(Point labels for objects)
-------------------------

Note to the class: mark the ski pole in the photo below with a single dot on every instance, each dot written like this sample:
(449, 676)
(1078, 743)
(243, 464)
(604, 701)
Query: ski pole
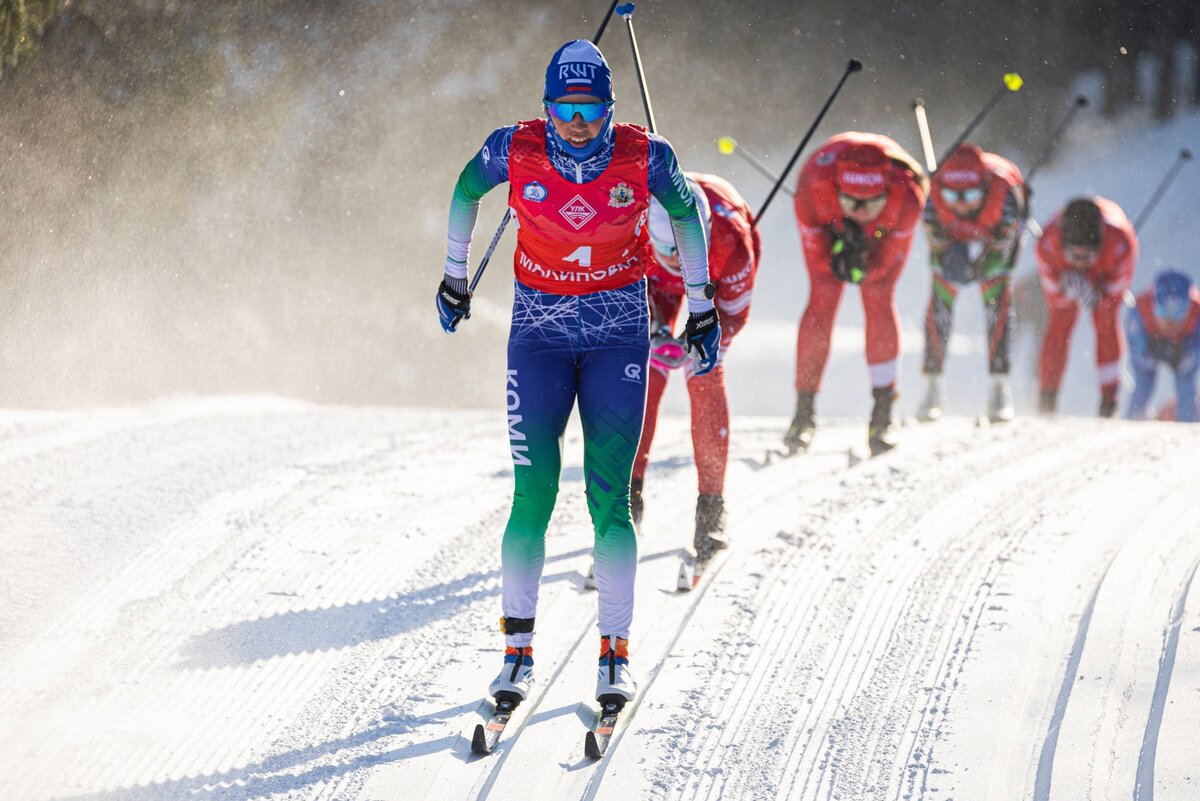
(1013, 83)
(1080, 102)
(1185, 156)
(627, 12)
(729, 145)
(508, 214)
(853, 65)
(927, 140)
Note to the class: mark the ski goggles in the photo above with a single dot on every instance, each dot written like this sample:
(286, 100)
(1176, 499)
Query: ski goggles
(567, 112)
(873, 205)
(972, 196)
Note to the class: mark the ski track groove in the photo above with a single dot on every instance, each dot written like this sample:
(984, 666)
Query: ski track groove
(1144, 788)
(226, 746)
(953, 649)
(874, 621)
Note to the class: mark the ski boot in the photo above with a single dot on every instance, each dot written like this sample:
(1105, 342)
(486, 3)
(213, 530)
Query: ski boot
(636, 504)
(1108, 402)
(1048, 403)
(881, 433)
(615, 682)
(1000, 402)
(709, 527)
(516, 675)
(935, 398)
(799, 434)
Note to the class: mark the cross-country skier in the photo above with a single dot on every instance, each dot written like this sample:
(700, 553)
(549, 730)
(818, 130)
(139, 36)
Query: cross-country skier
(973, 221)
(580, 187)
(858, 200)
(733, 254)
(1085, 258)
(1164, 329)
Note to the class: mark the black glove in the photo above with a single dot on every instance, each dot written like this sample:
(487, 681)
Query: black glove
(703, 337)
(454, 303)
(849, 260)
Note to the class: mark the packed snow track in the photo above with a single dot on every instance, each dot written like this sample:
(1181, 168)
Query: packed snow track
(257, 598)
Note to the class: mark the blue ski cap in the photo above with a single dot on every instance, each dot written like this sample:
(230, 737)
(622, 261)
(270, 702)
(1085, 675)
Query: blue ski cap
(1173, 294)
(579, 68)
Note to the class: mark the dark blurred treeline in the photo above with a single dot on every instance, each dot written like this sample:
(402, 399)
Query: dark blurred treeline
(251, 194)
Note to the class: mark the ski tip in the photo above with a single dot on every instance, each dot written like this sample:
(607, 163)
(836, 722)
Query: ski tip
(479, 741)
(591, 747)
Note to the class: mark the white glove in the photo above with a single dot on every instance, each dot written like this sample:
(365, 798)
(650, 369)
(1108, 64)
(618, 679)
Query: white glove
(1077, 287)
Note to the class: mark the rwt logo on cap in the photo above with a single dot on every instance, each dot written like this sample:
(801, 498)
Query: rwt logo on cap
(579, 67)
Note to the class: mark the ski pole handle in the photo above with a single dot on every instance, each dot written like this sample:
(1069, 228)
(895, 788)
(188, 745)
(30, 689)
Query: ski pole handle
(927, 139)
(627, 13)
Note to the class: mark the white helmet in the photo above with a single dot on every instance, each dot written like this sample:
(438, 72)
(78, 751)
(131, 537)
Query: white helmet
(661, 235)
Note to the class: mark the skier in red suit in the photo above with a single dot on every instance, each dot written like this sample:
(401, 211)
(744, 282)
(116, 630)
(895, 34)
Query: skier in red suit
(733, 254)
(858, 202)
(1085, 259)
(973, 218)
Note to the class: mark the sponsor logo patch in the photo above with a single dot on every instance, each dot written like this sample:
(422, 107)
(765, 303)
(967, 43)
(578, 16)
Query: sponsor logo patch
(577, 212)
(622, 196)
(534, 192)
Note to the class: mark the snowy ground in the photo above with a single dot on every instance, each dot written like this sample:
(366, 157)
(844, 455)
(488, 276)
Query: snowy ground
(250, 598)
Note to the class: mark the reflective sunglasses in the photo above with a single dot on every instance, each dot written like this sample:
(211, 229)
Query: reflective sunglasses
(975, 194)
(1171, 309)
(567, 112)
(1080, 254)
(873, 205)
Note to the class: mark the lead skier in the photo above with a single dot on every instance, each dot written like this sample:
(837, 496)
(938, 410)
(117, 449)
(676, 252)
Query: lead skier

-------------------------

_Your instructions_. Pull every line from the listing above and reproduce it word for word, leaving out the pictures.

_Solution below_.
Note to the class: mark the ski pole in the photo below with a single dot on every instance, each dot written like this sample:
(449, 676)
(1078, 743)
(243, 464)
(604, 701)
Query: ski pole
(1013, 83)
(1080, 102)
(1185, 156)
(627, 12)
(729, 145)
(508, 214)
(853, 65)
(927, 140)
Note to the class: mark the ski goggles in the photo above with a single dot on every instance, each dot written like this sample:
(286, 100)
(1176, 499)
Query: ski goggles
(567, 112)
(873, 205)
(972, 196)
Note to the class: mark the ski track groove in the photo above with a single dot on every instance, each dot written like this sample:
(984, 666)
Query: ski track groove
(1144, 788)
(226, 746)
(953, 649)
(874, 621)
Note to the class: mark the ski boot in the photo above with a single dot on every instance, each dot written like this sample:
(1105, 342)
(486, 3)
(213, 530)
Query: ski boot
(636, 504)
(1108, 402)
(1048, 403)
(881, 433)
(615, 682)
(1000, 402)
(709, 527)
(516, 675)
(935, 398)
(799, 434)
Note to the class: mark the cross-country skier in the photo above with a single dot on every instance, each dot written like this sample:
(700, 553)
(549, 730)
(818, 130)
(139, 36)
Query: cross-country skier
(973, 221)
(580, 187)
(858, 200)
(733, 254)
(1085, 258)
(1164, 329)
Note to the class: mark the black glove in the photo above with a single dot on every instance, each dot written like this sample:
(487, 681)
Query: black glove
(703, 337)
(454, 303)
(849, 260)
Note to the class: mark the packed snow track in the photo above with a single dot on every instance, each dot written like this sample:
(1181, 168)
Query: packed snow track
(257, 598)
Note to the class: mark the blue ski cap in the photo above with a single dot on every instance, each dot written like this sample:
(230, 737)
(622, 261)
(270, 702)
(1085, 675)
Query: blue ski cap
(1173, 294)
(579, 68)
Note to the class: mark the dark blurred treeline in the photo above with a single dot on every instance, each dot written like this sample:
(402, 399)
Query: dark blurred treeline
(251, 194)
Note to the class: mark the ski tip in the photo above with a single dot on every instance, each dot written like this sample:
(607, 163)
(836, 722)
Query: ski tip
(479, 741)
(591, 747)
Note to the class: mark the white glove in the photo above with a single dot on every instance, each dot written like this sample:
(365, 798)
(650, 369)
(1108, 64)
(618, 679)
Query: white glove
(1077, 287)
Note to the class: mark the rwt logo on cap in the photo above with a single dot on every instance, each dot written like this sample:
(801, 498)
Query: rwt logo on cap
(579, 67)
Note to the class: mark the ski pole handle in the photo above with a single dot on every instance, each dot written like this sample:
(1069, 228)
(895, 788)
(188, 745)
(30, 689)
Query: ski pole handle
(927, 139)
(627, 13)
Note to the class: mark the white helmet in the photo above with a single dot on every instance, each dot written like this sample:
(438, 72)
(78, 751)
(131, 537)
Query: white helmet
(661, 235)
Note to the class: mark the skier in red suit in the photo above with a single dot on every instance, each dot written like this sample:
(401, 211)
(744, 282)
(116, 630)
(895, 34)
Query: skier in red suit
(733, 254)
(858, 202)
(1085, 259)
(973, 218)
Note to the class: mark the sponsor logo patch in the photo above with a single dot on every instance, each dot written like this sample:
(422, 107)
(765, 303)
(967, 43)
(578, 16)
Query: sponsor logo patch
(577, 212)
(622, 196)
(534, 192)
Note to the class: mark the snowy ground in the photo above with a single dot on every instance, each dot written like this sample:
(366, 157)
(844, 455)
(488, 276)
Query: snowy ground
(250, 598)
Note to the class: mark the reflective sunglasses in the photo above with a single dot on every instance, each dot written like this sample:
(211, 229)
Query: reflective sunglasses
(975, 194)
(1171, 309)
(567, 112)
(1080, 254)
(873, 205)
Note to the class: mark the lead skier in the photo above with a single dot on every instance, each dot written like this sample:
(837, 496)
(938, 410)
(117, 449)
(676, 252)
Query: lead skier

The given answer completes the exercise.